» **RECORDS PROVIDED**:
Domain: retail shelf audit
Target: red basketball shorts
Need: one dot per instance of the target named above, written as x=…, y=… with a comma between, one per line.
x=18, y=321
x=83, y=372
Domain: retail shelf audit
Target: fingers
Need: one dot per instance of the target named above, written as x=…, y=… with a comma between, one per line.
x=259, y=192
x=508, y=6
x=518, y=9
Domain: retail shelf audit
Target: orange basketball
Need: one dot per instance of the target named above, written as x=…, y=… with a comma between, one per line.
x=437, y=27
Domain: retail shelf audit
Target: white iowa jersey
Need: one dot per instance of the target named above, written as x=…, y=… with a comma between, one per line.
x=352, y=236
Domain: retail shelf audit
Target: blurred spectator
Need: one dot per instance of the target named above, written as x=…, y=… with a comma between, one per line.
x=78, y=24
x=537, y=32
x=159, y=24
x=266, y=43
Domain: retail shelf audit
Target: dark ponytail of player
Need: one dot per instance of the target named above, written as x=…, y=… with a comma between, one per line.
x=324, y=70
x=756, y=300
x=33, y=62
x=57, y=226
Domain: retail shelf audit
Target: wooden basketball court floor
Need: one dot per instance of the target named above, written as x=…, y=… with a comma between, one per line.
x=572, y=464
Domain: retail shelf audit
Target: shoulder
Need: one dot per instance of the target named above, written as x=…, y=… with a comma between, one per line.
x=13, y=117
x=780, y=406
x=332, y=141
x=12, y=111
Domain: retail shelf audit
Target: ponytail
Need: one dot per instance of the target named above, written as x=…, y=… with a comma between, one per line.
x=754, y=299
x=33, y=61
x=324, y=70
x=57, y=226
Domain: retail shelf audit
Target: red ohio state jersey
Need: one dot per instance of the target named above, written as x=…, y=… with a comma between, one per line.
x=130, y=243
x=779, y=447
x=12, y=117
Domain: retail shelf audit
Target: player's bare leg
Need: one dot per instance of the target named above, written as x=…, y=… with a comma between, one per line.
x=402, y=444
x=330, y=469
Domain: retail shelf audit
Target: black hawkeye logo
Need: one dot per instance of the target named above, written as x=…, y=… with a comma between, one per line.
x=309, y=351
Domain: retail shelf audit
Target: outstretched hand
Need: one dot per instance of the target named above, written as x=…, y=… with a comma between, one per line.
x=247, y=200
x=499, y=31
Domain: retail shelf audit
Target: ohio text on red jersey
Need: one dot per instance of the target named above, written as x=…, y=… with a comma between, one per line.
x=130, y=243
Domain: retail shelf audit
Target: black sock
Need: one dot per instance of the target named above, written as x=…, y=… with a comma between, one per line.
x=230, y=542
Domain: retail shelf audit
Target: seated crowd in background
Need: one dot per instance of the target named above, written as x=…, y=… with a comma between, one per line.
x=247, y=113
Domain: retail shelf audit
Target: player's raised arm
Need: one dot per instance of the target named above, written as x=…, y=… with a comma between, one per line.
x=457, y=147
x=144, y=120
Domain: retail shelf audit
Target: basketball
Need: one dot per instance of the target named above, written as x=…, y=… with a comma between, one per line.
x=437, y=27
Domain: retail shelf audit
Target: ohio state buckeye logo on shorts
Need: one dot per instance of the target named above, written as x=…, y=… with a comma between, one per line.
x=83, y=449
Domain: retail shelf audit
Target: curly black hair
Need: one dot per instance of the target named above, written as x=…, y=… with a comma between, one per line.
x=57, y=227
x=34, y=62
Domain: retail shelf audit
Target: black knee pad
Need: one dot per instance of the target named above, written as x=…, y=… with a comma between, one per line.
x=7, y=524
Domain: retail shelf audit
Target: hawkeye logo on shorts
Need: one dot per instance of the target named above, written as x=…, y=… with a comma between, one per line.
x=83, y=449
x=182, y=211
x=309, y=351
* * *
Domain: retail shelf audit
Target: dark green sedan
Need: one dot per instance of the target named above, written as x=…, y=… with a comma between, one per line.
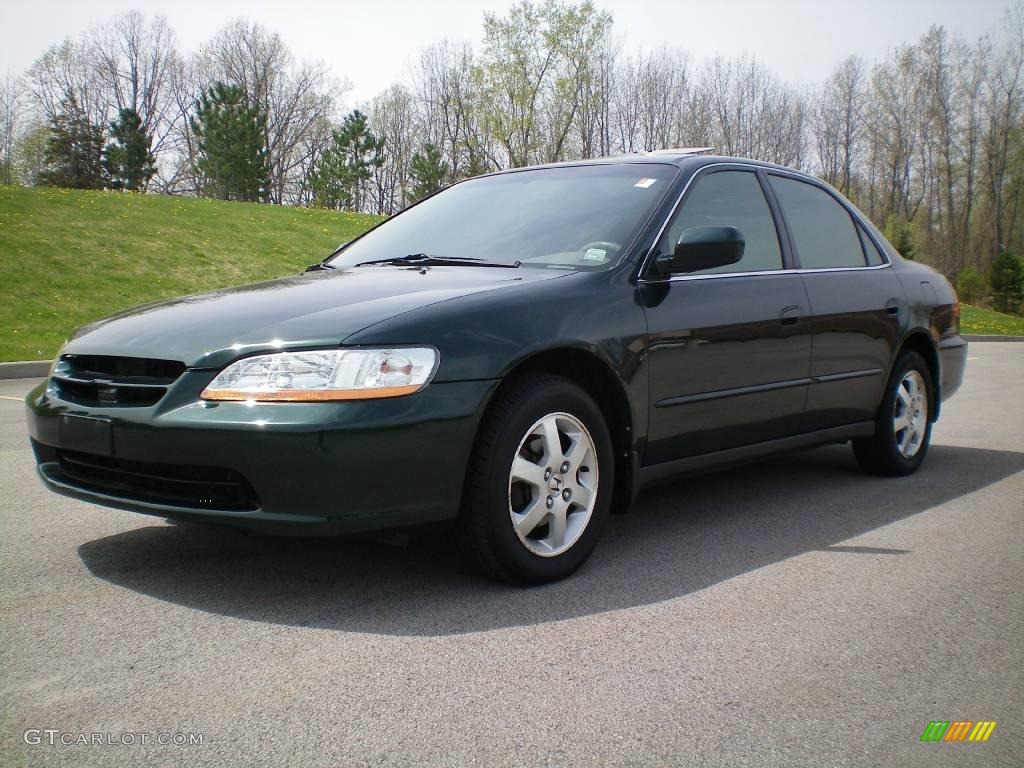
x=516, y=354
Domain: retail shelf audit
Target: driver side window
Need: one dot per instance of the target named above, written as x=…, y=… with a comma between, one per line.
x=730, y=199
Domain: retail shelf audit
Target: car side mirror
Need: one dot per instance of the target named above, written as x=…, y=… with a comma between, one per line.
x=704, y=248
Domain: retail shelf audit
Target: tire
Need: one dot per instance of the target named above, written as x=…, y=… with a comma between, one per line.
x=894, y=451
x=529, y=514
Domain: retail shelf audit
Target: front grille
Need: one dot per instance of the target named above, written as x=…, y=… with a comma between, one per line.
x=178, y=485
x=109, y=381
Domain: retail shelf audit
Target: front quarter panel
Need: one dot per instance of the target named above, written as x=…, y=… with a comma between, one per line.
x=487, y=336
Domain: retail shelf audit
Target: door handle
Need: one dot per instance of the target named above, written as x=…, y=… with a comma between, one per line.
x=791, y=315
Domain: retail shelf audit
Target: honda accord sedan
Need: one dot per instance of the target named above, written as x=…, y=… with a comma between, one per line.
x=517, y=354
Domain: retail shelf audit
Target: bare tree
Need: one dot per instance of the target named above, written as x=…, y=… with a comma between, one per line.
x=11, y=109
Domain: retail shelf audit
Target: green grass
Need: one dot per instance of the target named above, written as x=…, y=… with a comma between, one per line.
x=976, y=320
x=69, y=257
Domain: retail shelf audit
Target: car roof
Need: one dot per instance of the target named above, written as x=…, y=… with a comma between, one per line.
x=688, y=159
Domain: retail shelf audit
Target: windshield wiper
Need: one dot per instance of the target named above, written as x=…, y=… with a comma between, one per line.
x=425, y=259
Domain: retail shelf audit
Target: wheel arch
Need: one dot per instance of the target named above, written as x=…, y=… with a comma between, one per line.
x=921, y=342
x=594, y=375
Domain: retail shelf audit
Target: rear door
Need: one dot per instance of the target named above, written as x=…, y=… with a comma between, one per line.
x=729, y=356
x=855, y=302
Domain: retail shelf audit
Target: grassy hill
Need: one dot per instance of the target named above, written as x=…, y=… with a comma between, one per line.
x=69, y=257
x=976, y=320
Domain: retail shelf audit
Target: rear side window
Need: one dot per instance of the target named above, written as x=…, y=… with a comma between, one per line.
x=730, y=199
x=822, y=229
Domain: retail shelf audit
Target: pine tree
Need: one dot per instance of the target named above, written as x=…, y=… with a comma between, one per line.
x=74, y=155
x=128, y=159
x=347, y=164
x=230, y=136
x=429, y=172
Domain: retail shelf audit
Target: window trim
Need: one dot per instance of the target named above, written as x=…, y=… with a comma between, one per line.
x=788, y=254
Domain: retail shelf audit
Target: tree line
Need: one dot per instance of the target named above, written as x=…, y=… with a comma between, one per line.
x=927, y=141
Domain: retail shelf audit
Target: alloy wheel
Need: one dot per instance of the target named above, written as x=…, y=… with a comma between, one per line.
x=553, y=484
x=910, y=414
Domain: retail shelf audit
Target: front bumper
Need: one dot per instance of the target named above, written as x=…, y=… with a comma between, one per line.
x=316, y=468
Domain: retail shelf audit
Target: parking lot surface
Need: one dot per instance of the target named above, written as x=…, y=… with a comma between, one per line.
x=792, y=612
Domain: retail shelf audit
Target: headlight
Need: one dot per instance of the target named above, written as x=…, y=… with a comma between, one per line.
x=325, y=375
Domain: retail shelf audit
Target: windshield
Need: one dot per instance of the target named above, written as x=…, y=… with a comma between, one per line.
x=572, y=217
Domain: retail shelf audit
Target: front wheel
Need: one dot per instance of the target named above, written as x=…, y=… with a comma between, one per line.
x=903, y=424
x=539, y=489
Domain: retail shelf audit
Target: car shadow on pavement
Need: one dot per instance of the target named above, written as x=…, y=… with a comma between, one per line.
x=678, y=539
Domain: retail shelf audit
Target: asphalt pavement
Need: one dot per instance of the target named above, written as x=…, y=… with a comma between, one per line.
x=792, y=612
* * *
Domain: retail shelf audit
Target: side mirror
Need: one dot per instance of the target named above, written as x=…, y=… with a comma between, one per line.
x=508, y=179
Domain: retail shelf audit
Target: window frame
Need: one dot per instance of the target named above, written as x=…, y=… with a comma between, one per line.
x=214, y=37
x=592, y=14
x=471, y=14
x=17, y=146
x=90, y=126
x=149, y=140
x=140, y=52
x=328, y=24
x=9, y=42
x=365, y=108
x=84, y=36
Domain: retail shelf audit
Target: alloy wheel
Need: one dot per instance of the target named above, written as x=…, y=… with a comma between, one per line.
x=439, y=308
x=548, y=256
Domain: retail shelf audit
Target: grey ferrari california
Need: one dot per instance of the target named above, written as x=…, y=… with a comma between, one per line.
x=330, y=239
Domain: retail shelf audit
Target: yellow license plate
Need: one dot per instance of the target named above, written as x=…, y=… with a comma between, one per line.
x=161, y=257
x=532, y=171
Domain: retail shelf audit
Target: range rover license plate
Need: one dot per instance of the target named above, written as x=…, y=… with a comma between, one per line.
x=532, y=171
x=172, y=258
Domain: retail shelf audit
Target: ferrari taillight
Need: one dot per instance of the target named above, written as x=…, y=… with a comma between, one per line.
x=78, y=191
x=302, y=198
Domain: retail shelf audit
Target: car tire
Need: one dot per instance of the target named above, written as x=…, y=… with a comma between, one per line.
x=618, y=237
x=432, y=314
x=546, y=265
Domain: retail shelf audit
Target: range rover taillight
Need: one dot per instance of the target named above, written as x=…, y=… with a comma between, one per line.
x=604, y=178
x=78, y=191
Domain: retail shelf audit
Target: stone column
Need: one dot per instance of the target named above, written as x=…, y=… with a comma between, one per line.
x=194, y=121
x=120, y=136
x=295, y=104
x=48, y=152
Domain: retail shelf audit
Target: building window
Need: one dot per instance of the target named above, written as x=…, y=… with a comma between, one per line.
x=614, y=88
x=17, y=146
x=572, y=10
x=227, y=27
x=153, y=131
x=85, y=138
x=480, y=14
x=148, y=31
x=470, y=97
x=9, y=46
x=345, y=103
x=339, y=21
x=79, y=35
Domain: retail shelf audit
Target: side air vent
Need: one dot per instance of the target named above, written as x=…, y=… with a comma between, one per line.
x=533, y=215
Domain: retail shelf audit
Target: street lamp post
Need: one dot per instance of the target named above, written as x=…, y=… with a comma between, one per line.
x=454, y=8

» **WHAT TO PRODUCE**:
Pull out each line in the records above that contains the word "window".

» **RESULT OF THIS TASK**:
Target: driver side window
Target: rear side window
Target: window trim
Target: window frame
Target: building window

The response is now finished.